::: Text shown :::

And then there's the whole issue of karma. Even if we are prepared, and our baby is a ten-fingered, ten-toed beauty, what's going to happen when he or she reaches adolescence? I think about the headaches and heartaches I caused my folks, and worry that a Just Universe will visit that misery upon me tenfold. Is it too late to pay reparations for my youthful (and not-so-youthful) indiscretions?


It's a small world after all

Anna and I met up with friends at the Brown Bar last night to celebrate both our recent nuptials and the news of the pregnancy. When the waitress came to take our order, she leaned in to ask, "Is it okay if I'm your server?" I thought the question was kind of strange, and it took a couple of seconds to wrap my mind around the reason for her odd query: the waitress was my ex-wife. As Yuri put it, you can't make this shit up.

::: The data :::

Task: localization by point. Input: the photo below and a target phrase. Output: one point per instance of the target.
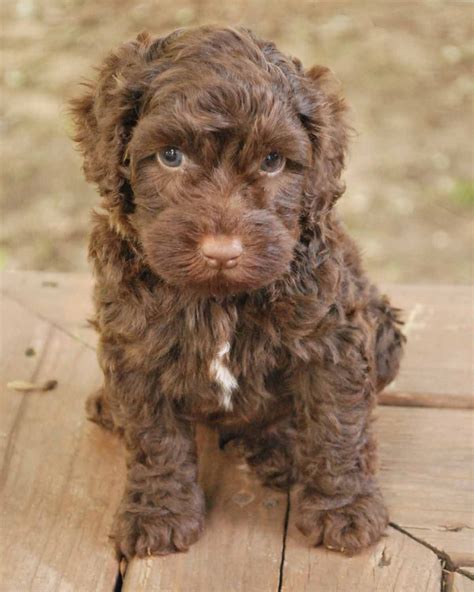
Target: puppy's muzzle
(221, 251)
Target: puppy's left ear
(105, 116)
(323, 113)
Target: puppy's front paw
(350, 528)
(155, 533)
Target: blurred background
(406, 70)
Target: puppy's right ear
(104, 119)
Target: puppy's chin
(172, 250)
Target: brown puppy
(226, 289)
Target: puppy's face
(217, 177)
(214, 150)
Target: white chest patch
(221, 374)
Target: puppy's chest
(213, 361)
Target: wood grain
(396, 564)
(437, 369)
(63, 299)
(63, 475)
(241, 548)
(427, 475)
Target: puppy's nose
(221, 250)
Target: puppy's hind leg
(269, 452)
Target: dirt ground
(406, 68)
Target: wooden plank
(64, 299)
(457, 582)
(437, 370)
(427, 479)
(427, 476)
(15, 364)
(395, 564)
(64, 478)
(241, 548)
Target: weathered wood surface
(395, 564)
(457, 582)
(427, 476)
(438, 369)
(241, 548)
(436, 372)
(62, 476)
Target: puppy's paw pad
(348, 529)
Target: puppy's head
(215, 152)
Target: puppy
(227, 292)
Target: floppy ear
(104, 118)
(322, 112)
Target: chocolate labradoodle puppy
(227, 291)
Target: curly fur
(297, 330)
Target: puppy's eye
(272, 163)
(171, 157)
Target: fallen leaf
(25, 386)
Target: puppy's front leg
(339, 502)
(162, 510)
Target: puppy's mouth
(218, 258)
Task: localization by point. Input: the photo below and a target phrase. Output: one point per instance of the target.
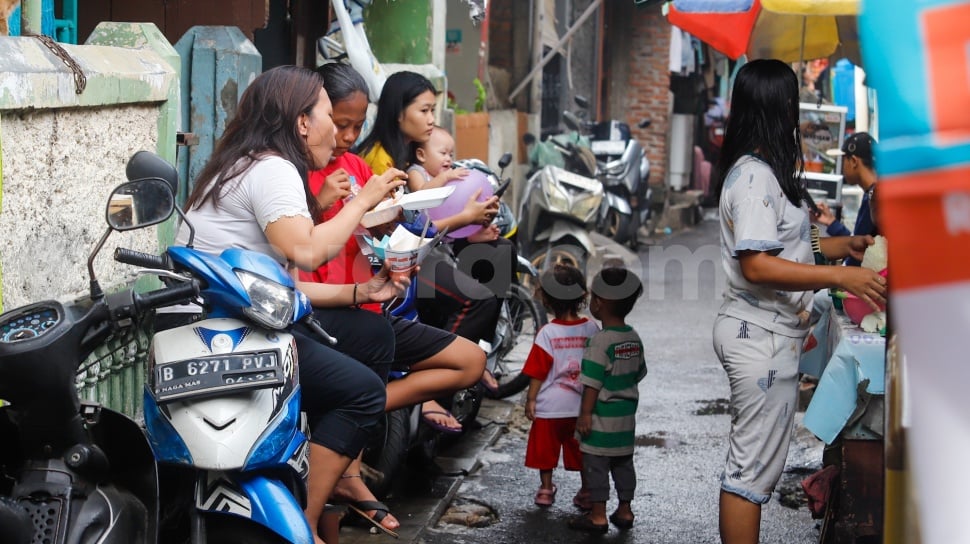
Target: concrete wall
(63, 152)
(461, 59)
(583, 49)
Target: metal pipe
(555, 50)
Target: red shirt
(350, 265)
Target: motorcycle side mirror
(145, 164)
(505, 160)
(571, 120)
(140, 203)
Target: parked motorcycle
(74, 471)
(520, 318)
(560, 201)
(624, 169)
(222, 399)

:::
::: The data :::

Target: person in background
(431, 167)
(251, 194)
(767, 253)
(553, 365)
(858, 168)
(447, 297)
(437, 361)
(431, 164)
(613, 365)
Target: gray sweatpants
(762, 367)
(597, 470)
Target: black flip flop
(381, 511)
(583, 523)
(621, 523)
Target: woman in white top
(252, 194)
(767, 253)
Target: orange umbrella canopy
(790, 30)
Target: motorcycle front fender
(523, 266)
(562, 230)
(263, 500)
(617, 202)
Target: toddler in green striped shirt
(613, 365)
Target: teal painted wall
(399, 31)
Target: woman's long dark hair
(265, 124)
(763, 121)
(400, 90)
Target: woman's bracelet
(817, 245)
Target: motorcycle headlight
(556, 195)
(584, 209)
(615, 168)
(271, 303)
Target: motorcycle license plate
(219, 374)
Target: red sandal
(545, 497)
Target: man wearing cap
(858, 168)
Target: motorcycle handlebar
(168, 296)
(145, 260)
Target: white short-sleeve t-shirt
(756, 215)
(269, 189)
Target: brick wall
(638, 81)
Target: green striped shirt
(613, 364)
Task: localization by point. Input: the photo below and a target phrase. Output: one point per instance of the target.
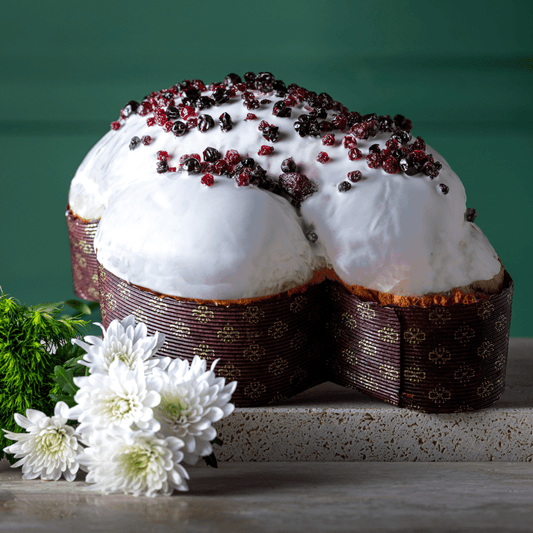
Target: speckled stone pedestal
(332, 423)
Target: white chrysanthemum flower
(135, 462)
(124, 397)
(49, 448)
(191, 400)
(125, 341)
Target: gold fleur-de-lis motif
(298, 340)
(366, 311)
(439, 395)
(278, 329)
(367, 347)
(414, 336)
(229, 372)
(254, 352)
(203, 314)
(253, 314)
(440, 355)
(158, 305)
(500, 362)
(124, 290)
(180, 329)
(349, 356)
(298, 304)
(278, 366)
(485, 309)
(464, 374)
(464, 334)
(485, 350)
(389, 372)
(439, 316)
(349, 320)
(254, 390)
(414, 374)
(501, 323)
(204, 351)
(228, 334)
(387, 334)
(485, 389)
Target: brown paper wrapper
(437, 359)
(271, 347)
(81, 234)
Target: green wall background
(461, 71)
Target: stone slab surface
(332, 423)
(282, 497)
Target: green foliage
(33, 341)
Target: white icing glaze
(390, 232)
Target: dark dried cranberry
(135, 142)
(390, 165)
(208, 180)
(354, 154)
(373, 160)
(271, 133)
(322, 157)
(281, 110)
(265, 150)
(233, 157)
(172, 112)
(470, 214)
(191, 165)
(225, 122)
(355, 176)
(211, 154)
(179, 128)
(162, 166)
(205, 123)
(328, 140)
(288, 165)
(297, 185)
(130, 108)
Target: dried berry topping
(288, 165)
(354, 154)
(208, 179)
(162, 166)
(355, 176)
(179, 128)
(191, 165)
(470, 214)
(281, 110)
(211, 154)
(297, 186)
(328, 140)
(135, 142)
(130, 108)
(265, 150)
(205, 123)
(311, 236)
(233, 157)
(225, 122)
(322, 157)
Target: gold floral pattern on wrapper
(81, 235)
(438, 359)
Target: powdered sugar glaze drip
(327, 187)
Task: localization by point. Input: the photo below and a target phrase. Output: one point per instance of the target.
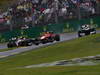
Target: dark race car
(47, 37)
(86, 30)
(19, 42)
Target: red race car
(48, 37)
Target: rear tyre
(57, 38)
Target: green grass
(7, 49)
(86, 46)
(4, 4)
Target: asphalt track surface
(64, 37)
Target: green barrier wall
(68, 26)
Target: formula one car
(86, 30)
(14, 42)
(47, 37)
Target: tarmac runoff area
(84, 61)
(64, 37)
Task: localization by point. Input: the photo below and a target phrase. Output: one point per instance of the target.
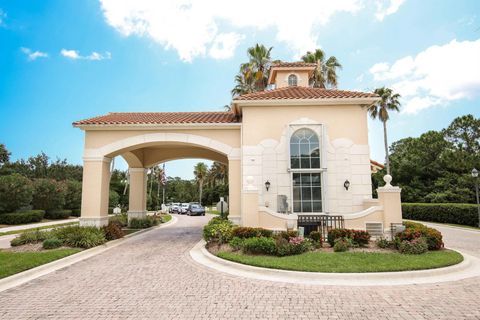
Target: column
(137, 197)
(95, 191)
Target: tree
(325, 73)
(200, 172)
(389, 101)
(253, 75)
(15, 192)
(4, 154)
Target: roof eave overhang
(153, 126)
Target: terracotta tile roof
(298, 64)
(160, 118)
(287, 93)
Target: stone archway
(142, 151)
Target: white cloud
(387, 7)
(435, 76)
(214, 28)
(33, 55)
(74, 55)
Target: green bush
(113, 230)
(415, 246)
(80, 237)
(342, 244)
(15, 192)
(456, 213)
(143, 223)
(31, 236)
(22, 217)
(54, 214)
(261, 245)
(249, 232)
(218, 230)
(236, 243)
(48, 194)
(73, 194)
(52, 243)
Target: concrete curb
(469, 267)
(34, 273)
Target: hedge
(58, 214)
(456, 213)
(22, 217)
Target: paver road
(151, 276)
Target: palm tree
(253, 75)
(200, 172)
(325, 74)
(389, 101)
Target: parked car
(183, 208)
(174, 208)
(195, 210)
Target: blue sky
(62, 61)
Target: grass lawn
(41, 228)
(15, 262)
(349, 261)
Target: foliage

:::

# Description of the task:
In the text about celebrating at the Brown Bar, who did the waitress turn out to be?

# Completed task:
The writer's ex-wife.